#### [WHAT IS REQUIRED]
Filter on the word "wispy": copy each matching line from the listing below.

BEGIN

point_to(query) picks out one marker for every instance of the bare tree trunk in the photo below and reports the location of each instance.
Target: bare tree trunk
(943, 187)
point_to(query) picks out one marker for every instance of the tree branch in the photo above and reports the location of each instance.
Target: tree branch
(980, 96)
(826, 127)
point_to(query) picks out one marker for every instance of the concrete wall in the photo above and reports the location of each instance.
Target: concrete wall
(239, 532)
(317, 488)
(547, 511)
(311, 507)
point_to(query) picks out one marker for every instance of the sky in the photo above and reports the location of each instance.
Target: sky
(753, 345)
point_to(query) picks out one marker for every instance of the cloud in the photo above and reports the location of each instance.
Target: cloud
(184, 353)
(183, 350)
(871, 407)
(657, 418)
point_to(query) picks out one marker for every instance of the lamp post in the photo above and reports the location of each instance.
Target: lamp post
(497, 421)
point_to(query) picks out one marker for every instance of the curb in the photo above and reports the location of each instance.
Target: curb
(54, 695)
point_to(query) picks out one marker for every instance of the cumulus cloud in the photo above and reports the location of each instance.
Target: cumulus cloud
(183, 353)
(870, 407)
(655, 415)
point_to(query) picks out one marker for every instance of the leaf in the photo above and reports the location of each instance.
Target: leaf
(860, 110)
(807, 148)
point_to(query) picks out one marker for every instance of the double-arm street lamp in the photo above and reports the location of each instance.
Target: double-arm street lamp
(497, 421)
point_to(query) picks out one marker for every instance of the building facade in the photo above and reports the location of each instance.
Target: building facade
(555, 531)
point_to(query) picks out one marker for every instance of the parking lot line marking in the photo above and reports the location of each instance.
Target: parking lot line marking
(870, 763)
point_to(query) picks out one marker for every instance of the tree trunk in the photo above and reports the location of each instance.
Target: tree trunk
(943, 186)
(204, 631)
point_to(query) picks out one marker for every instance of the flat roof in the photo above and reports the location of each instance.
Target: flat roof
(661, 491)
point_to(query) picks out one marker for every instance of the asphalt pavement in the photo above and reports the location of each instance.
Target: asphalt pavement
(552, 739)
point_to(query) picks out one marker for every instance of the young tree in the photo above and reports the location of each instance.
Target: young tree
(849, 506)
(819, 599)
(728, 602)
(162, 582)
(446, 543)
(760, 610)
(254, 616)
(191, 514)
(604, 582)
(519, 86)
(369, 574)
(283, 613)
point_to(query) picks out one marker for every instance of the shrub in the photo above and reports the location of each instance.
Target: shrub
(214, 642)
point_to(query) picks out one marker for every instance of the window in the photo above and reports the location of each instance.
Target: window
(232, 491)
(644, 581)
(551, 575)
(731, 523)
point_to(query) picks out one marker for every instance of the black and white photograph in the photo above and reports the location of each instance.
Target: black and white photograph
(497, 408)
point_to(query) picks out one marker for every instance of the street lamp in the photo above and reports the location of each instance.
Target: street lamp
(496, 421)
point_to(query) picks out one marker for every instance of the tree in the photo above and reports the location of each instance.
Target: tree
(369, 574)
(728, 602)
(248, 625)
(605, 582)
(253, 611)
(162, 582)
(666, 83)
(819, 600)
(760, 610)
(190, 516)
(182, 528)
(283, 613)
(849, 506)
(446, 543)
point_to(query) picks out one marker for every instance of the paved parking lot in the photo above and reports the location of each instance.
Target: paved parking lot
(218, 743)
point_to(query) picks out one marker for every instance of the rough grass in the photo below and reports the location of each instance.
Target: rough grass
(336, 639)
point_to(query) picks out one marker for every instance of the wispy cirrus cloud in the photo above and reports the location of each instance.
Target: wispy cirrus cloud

END

#### [REPLY]
point_to(query) picks out one marker for every instance of the wispy cirrus cloud in the photo above and reports the location of each instance.
Target: wispy cirrus cloud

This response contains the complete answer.